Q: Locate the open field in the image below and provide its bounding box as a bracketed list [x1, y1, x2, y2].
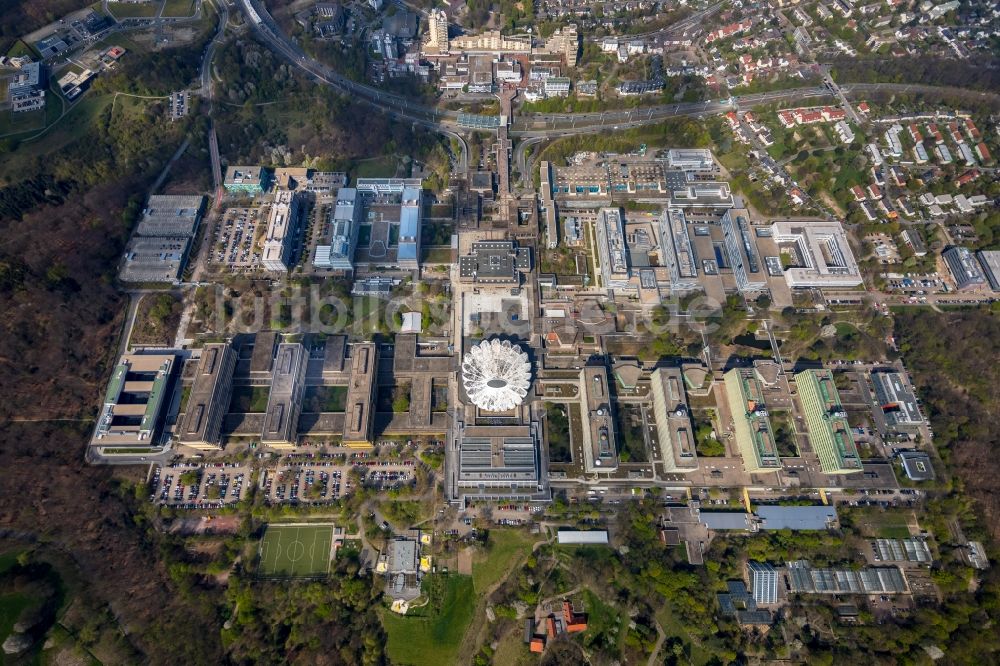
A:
[258, 525, 333, 576]
[108, 0, 163, 19]
[472, 530, 531, 594]
[0, 94, 112, 182]
[382, 575, 476, 666]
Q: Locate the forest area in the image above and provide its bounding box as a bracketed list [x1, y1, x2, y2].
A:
[895, 308, 1000, 538]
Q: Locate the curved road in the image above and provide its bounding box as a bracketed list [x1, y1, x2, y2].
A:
[238, 0, 1000, 139]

--------------------

- **Tarefa**:
Extraia dos registros todas as linhas que contêm a palavra "bracketed". Diferencie maiúsculas de minúsculas.

- **Resposta completa**:
Q: Locate the open field in the image below and provide its bounding box as a bracketed list [x1, y1, x2, y2].
Q: Locate the forest area in the image above and provide its bounding box as a bracketed list [x1, y1, x2, y2].
Q: Locate the curved road in the image above and provide its bounding box as a bracketed list [x1, y1, x2, y2].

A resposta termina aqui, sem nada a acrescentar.